PROBLEM TO WORK ON> Repeat the piece below about what makes a writer great, word for word from its title to its last line.

Snow Leopard: Why Legendary Writers Create A Category Of One
Most writers spend their entire lives trying to become “great.”
But what does being a great writer mean?
- Is it when you go viral, and accumulate over a million views on something you’ve written?
- Is it when a major publisher gives you a book deal?
- Is it when a magazine says you’re “talented?”
- Is it when your parents (and all their friends) applaud your work?
At what point is a great writer, “great?”
Let’s skip to the answer: Great is relative.
The word “Great” implies competition.
In order for you to be “great,” that means someone else has to be “not-great.” Which means the entire goal of becoming “great” is a never-ending cycle of comparing yourself to anyone and everyone around you, and then trying to figure out how you can “out-great” them—until the next person comes along, and who you have to “out-great” changes, and so on.
As ridiculous as this sounds, this is how most writers spend their entire lives & careers.
Comparing themselves to others in search of “greatness.”
Forever stuck in a game of competition.

DATA SHOWN>
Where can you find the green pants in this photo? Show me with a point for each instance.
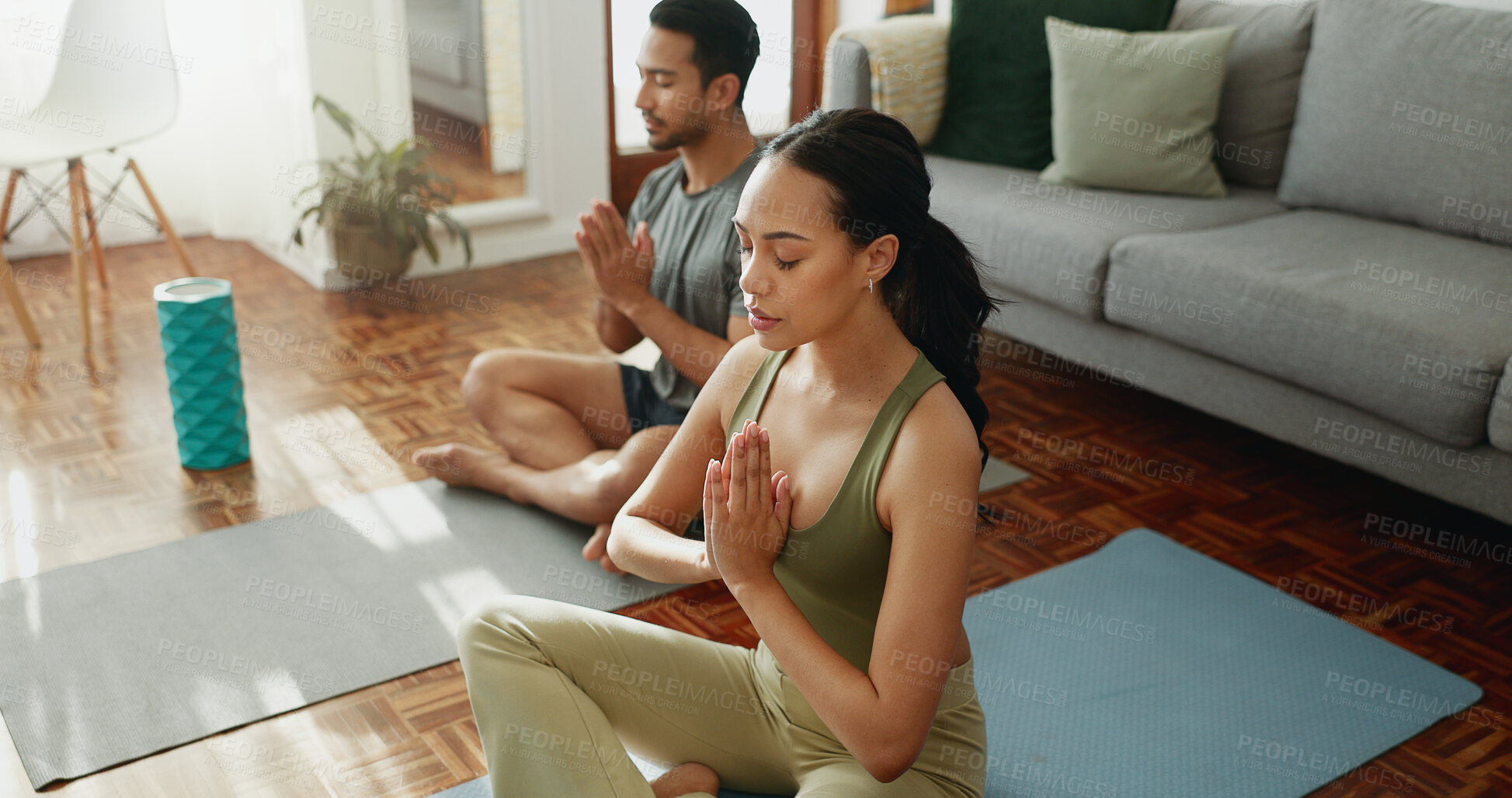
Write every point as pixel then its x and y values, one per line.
pixel 561 691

EXERCISE OUTPUT>
Snow Leopard: Why Legendary Writers Create A Category Of One
Most writers spend their entire lives trying to become “great.”
But what does being a great writer mean?
- Is it when you go viral, and accumulate over a million views on something you’ve written?
- Is it when a major publisher gives you a book deal?
- Is it when a magazine says you’re “talented?”
- Is it when your parents (and all their friends) applaud your work?
At what point is a great writer, “great?”
Let’s skip to the answer: Great is relative.
The word “Great” implies competition.
In order for you to be “great,” that means someone else has to be “not-great.” Which means the entire goal of becoming “great” is a never-ending cycle of comparing yourself to anyone and everyone around you, and then trying to figure out how you can “out-great” them—until the next person comes along, and who you have to “out-great” changes, and so on.
As ridiculous as this sounds, this is how most writers spend their entire lives & careers.
Comparing themselves to others in search of “greatness.”
Forever stuck in a game of competition.